Member of the Rajasthan Legislative Assembly
- In office 11 December 2018 – 3 December 2023
- Preceded by: Chhotu Singh Bhati
- Succeeded by: Chhotu Singh Bhati
- Constituency: Jaisalmer

Personal details
- Born: Rooparam Dhandev 1955 or 1956 (age 69–70)
- Party: Indian National Congress
- Spouse: Jatna Devi ​(m. 1975)​
- Children: 7
- Education: Bachelor of Engineering (Civil)
- Occupation: Social service

= Rooparam =

Indian politician

Rooparam Dhandev is an Indian politician from Rajasthan. He was elected Member of 15th Rajasthan Legislative Assembly from Jaisalmer constituency in Rajasthan. He was ex-Chief Engineer from PHED in Rajasthan. He is an Indian National Congress politician in Rajasthan.

Raw data.
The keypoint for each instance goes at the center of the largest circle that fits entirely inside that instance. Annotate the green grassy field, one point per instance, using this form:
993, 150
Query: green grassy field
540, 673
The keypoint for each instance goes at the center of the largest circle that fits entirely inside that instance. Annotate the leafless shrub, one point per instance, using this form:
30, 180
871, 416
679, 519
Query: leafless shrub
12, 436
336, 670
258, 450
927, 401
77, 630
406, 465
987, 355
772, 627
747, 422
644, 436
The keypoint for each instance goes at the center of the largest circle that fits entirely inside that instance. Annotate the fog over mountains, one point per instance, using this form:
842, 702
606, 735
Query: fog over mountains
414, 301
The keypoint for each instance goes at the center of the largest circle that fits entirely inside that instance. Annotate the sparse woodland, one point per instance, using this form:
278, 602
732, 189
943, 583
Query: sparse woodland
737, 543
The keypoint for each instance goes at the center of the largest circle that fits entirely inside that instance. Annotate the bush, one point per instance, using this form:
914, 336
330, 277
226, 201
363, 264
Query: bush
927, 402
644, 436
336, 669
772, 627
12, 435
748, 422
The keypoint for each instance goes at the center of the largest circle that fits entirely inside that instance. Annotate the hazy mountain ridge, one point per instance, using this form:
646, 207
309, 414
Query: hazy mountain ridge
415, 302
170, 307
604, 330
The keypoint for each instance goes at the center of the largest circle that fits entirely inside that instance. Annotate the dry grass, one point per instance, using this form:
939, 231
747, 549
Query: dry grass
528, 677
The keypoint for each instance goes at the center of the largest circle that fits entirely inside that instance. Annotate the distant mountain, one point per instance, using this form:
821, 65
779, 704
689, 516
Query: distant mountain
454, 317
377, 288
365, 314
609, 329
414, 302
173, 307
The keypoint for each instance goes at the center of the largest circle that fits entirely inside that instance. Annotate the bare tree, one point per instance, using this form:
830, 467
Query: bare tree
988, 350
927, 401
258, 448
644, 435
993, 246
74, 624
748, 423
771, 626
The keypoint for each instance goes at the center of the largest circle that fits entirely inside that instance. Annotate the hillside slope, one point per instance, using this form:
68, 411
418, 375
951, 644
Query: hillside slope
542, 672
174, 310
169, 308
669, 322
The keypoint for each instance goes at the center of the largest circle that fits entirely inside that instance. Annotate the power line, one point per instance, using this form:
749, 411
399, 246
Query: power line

To do.
A: Print the part of the Rooparam Dhandev profile starting with "- Party: Indian" and going on through "politician in Rajasthan.".
B: Answer these questions using the Rooparam Dhandev profile:
(i) Which constituency did he represent in the Rajasthan Legislative Assembly?
(ii) Who succeeded him in that office?
(iii) What post did he once hold at PHED in Rajasthan?

Answers for the exercise.
A:
- Party: Indian National Congress
- Spouse: Jatna Devi ​(m. 1975)​
- Children: 7
- Education: Bachelor of Engineering (Civil)
- Occupation: Social service

= Rooparam =

Indian politician

Rooparam Dhandev is an Indian politician from Rajasthan. He was elected Member of 15th Rajasthan Legislative Assembly from Jaisalmer constituency in Rajasthan. He was ex-Chief Engineer from PHED in Rajasthan. He is an Indian National Congress politician in Rajasthan.

B:
(i) Jaisalmer
(ii) Chhotu Singh Bhati
(iii) Chief Engineer